** Exercise passage follows **

High school can still be competitive and regional. I’m referring more to the leagues in college usually offered through the physical activities departments which are usually super casual and for fun, or very light competition, and often entirely within a single institution. It rarely rises above the level of “Your High School PE class” which usually plays traditionally segregated sports co-ed because of the low level.
Like, my university has a casual in-university doubles tennis league in the spring and while I guess someone could abuse it, everyone is playing at such a low level the biological differences aren’t really even meaningful because it’s mostly people who are at best vaguely not out of shape but still really bad form. You’d be more in danger of somebody who plays in league tennis coming in and stomping everyone to make themselves feel big (which is why people who play league tennis are banned from intramural).

** End of Exercise passage **
** Information shown follows **

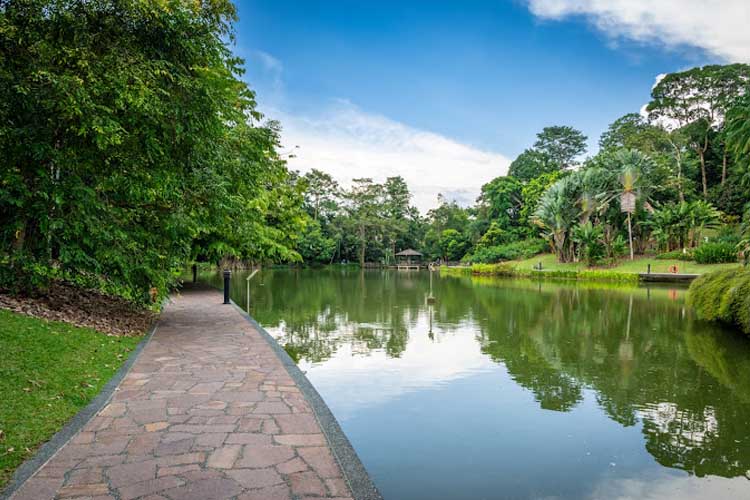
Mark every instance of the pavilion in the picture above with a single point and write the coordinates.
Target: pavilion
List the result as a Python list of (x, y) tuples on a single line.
[(408, 259)]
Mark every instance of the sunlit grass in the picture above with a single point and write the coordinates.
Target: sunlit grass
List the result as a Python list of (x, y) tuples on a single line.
[(48, 371), (625, 265)]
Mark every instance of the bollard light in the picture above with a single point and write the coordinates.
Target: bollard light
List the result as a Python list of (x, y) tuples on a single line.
[(227, 275)]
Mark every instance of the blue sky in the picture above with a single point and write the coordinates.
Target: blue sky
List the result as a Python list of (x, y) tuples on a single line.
[(447, 93)]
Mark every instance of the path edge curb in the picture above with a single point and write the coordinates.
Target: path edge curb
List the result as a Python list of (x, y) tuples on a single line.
[(44, 454), (359, 481)]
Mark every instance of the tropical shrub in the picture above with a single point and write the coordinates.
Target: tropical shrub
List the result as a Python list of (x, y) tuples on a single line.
[(715, 253), (589, 240), (723, 296)]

** End of Information shown **

Problem set
1: Using the intramural sports comment, answer these:
(a) Through which departments are the college leagues usually offered?
(b) In what season does the university's doubles tennis league take place?
(c) Who is banned from intramural?
2: Can you quote the intramural sports comment starting at "High school can" and ending at "the low level."?
3: How would you sum up the intramural sports comment in two sentences?

Task responses
1:
(a) The physical activities departments
(b) Spring
(c) People who play league tennis

2:
High school can still be competitive and regional. I’m referring more to the leagues in college usually offered through the physical activities departments which are usually super casual and for fun, or very light competition, and often entirely within a single institution. It rarely rises above the level of “Your High School PE class” which usually plays traditionally segregated sports co-ed because of the low level.

3: College leagues offered through physical activities departments are usually casual or lightly competitive, often stay within a single institution, and rarely rise above the level of a high school PE class, where the low level leads to traditionally segregated sports being played co-ed. In the writer's university doubles tennis league, play is so weak that biological differences hardly matter, and the greater danger would be a league tennis player stomping everyone, which is why league tennis players are banned from intramural.